--- Extracted entries Enclosed Below ---

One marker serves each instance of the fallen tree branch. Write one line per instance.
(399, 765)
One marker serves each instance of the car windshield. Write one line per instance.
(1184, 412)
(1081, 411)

--- End of Enclosed Extracted entries ---

● **Your objective**:
Send back every line of the listing above exactly.

● **Solution for this task**:
One marker serves each instance of the fallen tree branch. Write one line per instance.
(399, 765)
One marker serves each instance of the car windshield. Write one line per instance.
(1184, 412)
(1081, 411)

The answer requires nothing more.